• What to do
All that is wanted is an exact copy of the lines below, starting at the one that contains "point per instance: sky -- pixel coordinates" and running to the end.

START Dataset

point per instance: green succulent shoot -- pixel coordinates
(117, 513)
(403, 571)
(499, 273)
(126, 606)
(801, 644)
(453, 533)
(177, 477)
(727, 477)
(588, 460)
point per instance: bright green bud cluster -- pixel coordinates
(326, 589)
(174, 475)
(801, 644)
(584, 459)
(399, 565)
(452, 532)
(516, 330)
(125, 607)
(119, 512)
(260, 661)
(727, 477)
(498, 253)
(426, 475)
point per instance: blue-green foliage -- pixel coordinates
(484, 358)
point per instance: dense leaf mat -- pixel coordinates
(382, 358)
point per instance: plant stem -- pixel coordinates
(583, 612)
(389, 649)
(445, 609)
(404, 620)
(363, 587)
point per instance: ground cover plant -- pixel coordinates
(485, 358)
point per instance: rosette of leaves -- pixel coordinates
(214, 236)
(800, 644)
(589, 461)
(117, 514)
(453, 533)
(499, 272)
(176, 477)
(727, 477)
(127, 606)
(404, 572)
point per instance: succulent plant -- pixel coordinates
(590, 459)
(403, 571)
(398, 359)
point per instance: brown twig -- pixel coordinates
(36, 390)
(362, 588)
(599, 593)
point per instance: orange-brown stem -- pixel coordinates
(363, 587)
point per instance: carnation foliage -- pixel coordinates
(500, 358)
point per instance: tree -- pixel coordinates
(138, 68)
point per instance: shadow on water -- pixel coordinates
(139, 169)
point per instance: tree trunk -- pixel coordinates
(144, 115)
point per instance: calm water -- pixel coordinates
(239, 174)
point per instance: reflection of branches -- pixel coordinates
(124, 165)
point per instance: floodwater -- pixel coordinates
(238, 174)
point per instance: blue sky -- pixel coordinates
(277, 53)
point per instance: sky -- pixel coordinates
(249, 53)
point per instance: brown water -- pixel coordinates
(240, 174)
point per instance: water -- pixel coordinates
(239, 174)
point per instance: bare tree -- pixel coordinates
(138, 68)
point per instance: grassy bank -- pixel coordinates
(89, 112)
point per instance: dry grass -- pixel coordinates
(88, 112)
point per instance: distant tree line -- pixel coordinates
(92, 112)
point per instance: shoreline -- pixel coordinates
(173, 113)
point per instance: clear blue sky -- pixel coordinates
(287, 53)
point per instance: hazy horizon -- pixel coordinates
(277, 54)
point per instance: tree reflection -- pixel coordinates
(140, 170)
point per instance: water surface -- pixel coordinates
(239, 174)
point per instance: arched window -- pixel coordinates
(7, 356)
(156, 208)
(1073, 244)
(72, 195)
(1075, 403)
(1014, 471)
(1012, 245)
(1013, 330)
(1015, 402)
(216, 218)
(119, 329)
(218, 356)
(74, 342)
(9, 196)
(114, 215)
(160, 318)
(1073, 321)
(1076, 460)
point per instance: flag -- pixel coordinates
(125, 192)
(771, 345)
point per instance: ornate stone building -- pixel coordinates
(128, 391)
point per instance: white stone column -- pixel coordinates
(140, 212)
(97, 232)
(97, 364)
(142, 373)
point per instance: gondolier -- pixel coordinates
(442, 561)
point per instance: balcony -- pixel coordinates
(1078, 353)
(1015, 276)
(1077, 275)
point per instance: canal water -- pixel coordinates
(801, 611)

END Dataset

• Task response
point per instance: sky -- pixel coordinates
(249, 53)
point per instance: brown water -- pixel coordinates
(240, 174)
point per instance: water -- pixel coordinates
(239, 174)
point per instance: bare tree -- pixel coordinates
(138, 68)
point per instance: grassy bank -- pixel coordinates
(89, 112)
point per instance: dry grass -- pixel coordinates
(88, 112)
point per instance: distant tree line -- pixel coordinates
(92, 112)
point per instance: shoreline -- pixel coordinates
(173, 113)
point per instance: clear blue sky -- pixel coordinates
(287, 53)
point per instance: hazy horizon -- pixel coordinates
(277, 54)
point per instance: tree reflection -- pixel coordinates
(140, 170)
point per instance: water surface -- pixel coordinates
(239, 174)
point per instance: arched window -- pixel coordinates
(7, 356)
(156, 208)
(1073, 244)
(72, 195)
(1075, 403)
(1014, 471)
(1012, 245)
(1013, 330)
(1015, 402)
(216, 218)
(119, 329)
(218, 356)
(74, 342)
(9, 196)
(114, 215)
(160, 318)
(1073, 321)
(1076, 460)
point per instance: flag -- pixel coordinates
(125, 192)
(771, 345)
point per instance: ornate stone building -- pixel coordinates
(128, 391)
point per instance: white stone column -- pixel coordinates
(140, 212)
(97, 232)
(97, 364)
(142, 373)
point per instance: gondolier -- pixel coordinates
(442, 561)
point per instance: balcony -- pixel coordinates
(1078, 353)
(1015, 276)
(1077, 275)
point per instance: canal water -- pixel coordinates
(801, 611)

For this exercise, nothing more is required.